After confirming over text that Steve was indeed awake, I rang him. “First off, I am totally OK. I just needed to tell you about something that just happened, in the moment.” I proceeded to recount the whole C&C/Weber episode with Marie to him, and he laughed approvingly. He launched into giving me some Paul tidbits (impersonating the Beatle’s voice, of course — even Ryan had to admit, it was pretty good). I tell people that Steve and I have imaginary conversations with Paul McCartney all the time, so it was nice to have someone actually bear witness. I had been having a pretty awesome day, but this was really the cherry on top.
“I guess there’s only one proper way for me to end this call,” my dad said. “And that’s: ‘How kind of you to think of me.'”
Prior to this random visit to Weber, I had been stewing about Chaos and Creation, and more broadly, the albums from my youth that I keep coming back to. What was it about them, exactly? I was perplexed by their timelessness, I think. The fact that they could resonate as strongly now as they did when I was a child — though for different reasons — kind of boggled my mind.
To this day, I will regularly play C&C on a long drive and find myself tearing up at a different song every time. I may have cried to “Too Much Rain” at age 12, but at age 27, I’ll find myself sobbing to “This Never Happened Before.” Paul’s lyrics and tunes hit me on such a deep emotional level, having been planted at such a young age. In 2005, I was just 9 years old. Like rock climbing, C&C has been a part of me for two-thirds of my life. I could have grown out of it, but quite the opposite has happened; I’ve grown increasingly into it.

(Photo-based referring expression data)
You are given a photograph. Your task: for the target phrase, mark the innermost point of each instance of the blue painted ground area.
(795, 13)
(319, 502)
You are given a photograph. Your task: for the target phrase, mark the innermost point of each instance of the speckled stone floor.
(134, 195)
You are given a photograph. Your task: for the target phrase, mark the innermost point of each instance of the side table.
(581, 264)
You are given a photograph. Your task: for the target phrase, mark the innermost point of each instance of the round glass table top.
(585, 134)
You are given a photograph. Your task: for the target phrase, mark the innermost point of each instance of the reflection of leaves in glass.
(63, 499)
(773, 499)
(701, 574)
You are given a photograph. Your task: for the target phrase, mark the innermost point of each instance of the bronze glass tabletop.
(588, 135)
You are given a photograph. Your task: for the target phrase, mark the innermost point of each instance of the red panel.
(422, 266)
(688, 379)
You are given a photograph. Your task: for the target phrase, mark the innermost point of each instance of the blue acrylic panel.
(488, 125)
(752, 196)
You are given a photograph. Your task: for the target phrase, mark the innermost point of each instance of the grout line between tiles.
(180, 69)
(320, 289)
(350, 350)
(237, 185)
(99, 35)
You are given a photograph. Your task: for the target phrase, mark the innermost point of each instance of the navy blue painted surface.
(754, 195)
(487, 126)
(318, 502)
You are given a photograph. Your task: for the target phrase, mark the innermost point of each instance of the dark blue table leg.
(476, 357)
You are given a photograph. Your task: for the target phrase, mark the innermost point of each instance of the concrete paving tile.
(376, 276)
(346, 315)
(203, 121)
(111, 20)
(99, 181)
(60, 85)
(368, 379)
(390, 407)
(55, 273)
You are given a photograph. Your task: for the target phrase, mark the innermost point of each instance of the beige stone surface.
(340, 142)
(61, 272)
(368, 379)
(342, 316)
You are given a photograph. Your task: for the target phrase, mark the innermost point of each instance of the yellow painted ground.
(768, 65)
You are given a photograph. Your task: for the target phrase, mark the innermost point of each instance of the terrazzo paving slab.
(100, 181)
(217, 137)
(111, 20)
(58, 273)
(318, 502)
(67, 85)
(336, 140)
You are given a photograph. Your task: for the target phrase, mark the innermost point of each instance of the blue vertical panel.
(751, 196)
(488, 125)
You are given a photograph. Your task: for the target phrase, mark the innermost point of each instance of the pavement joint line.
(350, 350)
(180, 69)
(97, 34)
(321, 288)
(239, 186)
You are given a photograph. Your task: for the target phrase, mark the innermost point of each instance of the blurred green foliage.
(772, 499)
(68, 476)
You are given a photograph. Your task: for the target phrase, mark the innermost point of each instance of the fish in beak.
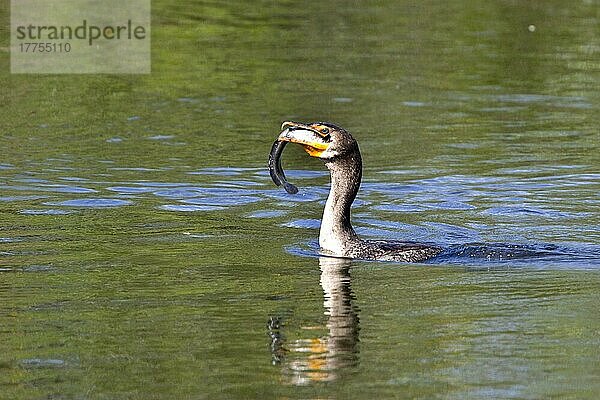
(315, 143)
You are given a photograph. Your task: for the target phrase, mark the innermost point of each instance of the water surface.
(145, 253)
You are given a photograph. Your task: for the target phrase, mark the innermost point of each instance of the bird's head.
(323, 140)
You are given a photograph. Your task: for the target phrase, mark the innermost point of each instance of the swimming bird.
(341, 155)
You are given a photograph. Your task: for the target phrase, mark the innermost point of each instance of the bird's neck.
(337, 235)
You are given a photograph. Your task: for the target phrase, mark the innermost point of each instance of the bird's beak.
(312, 141)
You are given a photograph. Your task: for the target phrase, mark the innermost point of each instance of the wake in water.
(573, 256)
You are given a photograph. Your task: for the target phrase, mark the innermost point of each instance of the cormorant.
(339, 150)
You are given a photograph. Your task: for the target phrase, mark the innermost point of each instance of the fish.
(275, 169)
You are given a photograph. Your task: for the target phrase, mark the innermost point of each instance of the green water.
(145, 254)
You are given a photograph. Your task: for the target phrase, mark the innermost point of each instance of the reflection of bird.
(327, 357)
(338, 149)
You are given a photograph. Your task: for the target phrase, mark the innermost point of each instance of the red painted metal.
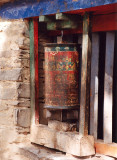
(35, 21)
(61, 76)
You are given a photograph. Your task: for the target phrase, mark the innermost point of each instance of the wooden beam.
(85, 76)
(108, 83)
(62, 25)
(99, 23)
(66, 17)
(46, 18)
(115, 92)
(32, 72)
(34, 79)
(36, 56)
(94, 85)
(106, 149)
(62, 16)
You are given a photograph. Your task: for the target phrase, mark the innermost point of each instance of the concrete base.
(69, 142)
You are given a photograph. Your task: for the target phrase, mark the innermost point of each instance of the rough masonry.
(14, 83)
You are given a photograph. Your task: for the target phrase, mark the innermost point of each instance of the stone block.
(13, 62)
(24, 90)
(22, 117)
(8, 93)
(6, 115)
(69, 142)
(10, 75)
(25, 75)
(9, 54)
(23, 102)
(43, 135)
(60, 126)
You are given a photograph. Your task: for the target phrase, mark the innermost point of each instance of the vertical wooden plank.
(108, 87)
(94, 85)
(36, 58)
(85, 76)
(115, 93)
(32, 72)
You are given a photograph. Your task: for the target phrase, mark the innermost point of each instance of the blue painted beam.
(31, 8)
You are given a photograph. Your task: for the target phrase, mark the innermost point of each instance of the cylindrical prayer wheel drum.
(61, 76)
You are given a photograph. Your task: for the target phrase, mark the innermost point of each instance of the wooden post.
(32, 72)
(35, 21)
(94, 85)
(85, 76)
(34, 88)
(108, 83)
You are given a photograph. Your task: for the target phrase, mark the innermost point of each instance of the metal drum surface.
(61, 76)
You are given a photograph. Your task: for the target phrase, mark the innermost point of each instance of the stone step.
(37, 152)
(69, 142)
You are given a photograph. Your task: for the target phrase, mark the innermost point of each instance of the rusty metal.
(61, 76)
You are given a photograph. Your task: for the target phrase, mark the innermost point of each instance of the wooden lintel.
(62, 25)
(46, 18)
(106, 149)
(99, 23)
(61, 16)
(85, 76)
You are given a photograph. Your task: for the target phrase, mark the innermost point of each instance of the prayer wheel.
(61, 76)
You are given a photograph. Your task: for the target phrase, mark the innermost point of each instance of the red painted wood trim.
(99, 23)
(35, 21)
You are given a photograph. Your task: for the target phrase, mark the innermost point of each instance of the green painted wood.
(32, 72)
(85, 76)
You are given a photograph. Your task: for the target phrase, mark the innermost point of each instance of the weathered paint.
(32, 72)
(35, 21)
(30, 8)
(85, 76)
(61, 76)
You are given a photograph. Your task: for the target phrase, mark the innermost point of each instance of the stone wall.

# Prompt
List every person mentioned by name in the passage about the album Chaos and Creation. The data has no connection to the passage about the album Chaos and Creation.

# Task result
Steve, Marie, Ryan, Paul McCartney